The first step is making the wire armature.  The gauge of wire depends on the size of the animal – the larger the animal, the lower (heavier) the gauge.  The wire armature is much like a skeleton.  It provides support for the figure plus allows it to be posable to some extent.
The wool fiber won’t stick very well to a plain wire armature, so I wrap the armature with pipe cleaners.  The fuzziness of the pipe cleaners helps the first layer of wool to stick.

Needle felting is an additive sculptural process.  That is, I build form by adding material in the appropriate shapes in the appropriate places.

For most of the first stage of the needle felting I use a core wool roving.  Roving is like a thick rope (not twisted, though) of wool fiber that you can split lengthwise so you can have thinner or thicker pieces to work with.  The roving allows me to wrap the armature.  Core roving is available in a variety of colors but I most always use white.

As I add wool, I secure it in place by repeatedly poking it with a special needle.  Wool fiber has tiny barbs on it, as does the needle.  Poking the barbed fiber with the barbed needle entangles the fibers and creates a single mass.  The more often you poke, the more compact the mass becomes.  In addition to securing the fiber in place, one can use poking to create particular shapes.

The photo above shows the rabbit after 3 or 4 stages of adding wool.  In the first stage, I add wool to the entire armature.  After that, I continue to add wool where the animal is thicker.  So, there are several layers on the belly, but few on the lower legs and arms.

The tricky part of the core wool felting is to not add too much.  That’s because there needs to be “room” for the final layer, which is the color layer.

Some animals have features that need to be sculpted in a special way.  For the rabbit, it’s the ears.

Bird’s beaks or feet, or claws on larger bears are other examples.  For bird beaks or bear claws, I make then with polymer clay, cure them, sometimes paint them, and glue them to the armature before I begin felting.  For bird feet, I often make them with twisted wire as part of the armature, using rusted or colored wire.

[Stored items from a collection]
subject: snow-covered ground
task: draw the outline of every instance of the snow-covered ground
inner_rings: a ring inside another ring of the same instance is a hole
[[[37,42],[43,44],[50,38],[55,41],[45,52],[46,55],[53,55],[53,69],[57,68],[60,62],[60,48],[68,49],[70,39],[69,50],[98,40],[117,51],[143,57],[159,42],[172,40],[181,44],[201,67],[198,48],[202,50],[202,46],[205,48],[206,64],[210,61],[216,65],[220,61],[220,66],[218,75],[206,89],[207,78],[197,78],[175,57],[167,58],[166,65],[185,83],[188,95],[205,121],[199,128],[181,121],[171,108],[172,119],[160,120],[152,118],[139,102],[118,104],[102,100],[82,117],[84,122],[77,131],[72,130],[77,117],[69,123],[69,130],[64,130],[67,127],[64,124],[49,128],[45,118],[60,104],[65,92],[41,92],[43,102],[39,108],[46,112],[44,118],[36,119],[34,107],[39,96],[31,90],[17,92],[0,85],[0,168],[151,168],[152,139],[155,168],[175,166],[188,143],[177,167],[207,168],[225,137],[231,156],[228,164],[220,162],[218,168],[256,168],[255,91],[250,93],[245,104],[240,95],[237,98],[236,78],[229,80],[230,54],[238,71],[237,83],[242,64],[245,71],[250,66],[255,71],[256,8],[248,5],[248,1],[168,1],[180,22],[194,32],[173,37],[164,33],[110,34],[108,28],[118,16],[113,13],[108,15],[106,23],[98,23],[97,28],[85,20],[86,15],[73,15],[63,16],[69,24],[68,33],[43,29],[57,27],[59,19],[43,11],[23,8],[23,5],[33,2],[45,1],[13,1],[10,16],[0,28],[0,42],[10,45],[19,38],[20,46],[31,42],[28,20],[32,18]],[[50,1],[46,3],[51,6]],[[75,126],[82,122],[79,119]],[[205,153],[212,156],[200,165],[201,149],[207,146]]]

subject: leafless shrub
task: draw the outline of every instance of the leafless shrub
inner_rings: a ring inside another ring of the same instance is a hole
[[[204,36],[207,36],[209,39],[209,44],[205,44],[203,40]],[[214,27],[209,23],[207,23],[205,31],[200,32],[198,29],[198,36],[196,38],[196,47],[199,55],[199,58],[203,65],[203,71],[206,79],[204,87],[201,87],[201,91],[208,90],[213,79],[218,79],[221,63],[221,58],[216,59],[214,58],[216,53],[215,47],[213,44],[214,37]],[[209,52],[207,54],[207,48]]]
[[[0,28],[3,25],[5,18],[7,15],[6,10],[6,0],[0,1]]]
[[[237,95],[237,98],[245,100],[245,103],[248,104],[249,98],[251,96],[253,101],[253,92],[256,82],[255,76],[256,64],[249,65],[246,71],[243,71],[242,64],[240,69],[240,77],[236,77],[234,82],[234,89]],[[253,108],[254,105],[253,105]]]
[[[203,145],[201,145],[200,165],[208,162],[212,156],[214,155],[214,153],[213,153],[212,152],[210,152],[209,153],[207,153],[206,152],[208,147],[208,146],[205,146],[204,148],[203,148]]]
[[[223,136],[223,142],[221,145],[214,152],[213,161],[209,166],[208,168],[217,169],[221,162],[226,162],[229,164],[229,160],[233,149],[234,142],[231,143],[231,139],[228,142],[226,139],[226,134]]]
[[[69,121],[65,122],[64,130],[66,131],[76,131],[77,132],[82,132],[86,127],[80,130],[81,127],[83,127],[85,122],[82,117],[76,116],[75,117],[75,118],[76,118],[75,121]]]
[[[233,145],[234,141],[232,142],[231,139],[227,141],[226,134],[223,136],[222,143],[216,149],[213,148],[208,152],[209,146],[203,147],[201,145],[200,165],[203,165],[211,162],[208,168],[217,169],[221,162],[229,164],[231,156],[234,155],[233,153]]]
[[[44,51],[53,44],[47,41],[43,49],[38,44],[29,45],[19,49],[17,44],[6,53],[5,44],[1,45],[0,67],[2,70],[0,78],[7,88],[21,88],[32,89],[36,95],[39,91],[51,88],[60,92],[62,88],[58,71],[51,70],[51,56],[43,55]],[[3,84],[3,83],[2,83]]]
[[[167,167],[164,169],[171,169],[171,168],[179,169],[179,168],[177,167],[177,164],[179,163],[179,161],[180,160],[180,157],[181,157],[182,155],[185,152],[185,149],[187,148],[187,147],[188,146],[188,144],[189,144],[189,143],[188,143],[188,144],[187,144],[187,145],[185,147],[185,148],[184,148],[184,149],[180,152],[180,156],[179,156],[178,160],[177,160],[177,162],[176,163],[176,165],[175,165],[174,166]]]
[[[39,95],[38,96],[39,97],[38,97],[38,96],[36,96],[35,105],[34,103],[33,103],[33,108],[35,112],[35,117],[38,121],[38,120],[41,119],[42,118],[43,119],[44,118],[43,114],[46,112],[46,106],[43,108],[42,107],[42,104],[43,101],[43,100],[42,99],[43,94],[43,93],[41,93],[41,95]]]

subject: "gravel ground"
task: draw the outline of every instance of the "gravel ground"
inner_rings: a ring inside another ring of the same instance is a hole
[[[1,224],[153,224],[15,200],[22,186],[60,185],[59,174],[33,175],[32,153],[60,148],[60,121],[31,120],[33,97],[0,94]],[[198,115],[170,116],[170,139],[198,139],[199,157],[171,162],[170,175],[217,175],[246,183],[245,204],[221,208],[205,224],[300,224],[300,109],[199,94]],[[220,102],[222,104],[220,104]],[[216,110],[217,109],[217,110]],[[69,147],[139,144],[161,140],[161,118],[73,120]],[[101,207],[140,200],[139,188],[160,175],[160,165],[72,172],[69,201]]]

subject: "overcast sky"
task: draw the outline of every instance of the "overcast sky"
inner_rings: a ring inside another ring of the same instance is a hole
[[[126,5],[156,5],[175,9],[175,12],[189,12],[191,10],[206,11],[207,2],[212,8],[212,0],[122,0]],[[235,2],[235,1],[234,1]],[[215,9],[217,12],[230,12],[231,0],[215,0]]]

**PROBLEMS TO WORK ON**
1. According to the needle felting text, why is the wire armature wrapped with pipe cleaners?
2. Write the next part of the needle felting text, picking up after its final sentence.

**ANSWERS PROVIDED**
1. Wool won't stick well to plain wire, and the fuzziness of the pipe cleaners helps the first layer of wool stick.

2.
I made the rabbit’s ears as a separate piece and attached them to the rabbit when I was nearly finished with the core wool.  At that stage I can tell how big they need to be and where to attach them.  I cut two ear shapes from pure wool felt for each ear.  A single piece of cotton covered florists’ wire forms the armature for the ears.  The middle of the wire is the space between the ears.  One either side, a long loop of the wire is inside the ears, then the ends of the wire wrap around the head.  I sew two felt ear pieces all around the edges, sandwiching one of the long wire loops between them.

Before I attach the ears to the head, I needle felt wool fiber in the finished colors on both sides of the ears.  I find this step very difficult to do once the ears are attached to the head.

To attach the ears, I wrap the end wires tightly around the head, cutting off any excess.  Finally, I needle felt core wool over the wires.

The next stage is to add the colored wool.  At this point, I tend to use wool batting rather than roving.  Batting is thick sheet of loosely entangled wool fibers.  Wool batting is available in a nice variety of colors.
The final step is to add the eyes.  The eyes on this little rabbit are 8mm amber glass eyes with black pupils and wire loops on the back.  I get my glass eyes from and I highly recommend them and their products.
I think this little rabbit needs a special touch so it’s not quite finished.  I’m thinking about what that special touch will be, and one idea is a little sweater that I would make from scraps of an old cashmere sweater – like the beautiful lavender pieces that she’s sitting on.  (I bought these recycled cashmere pieces from another Etsy seller.)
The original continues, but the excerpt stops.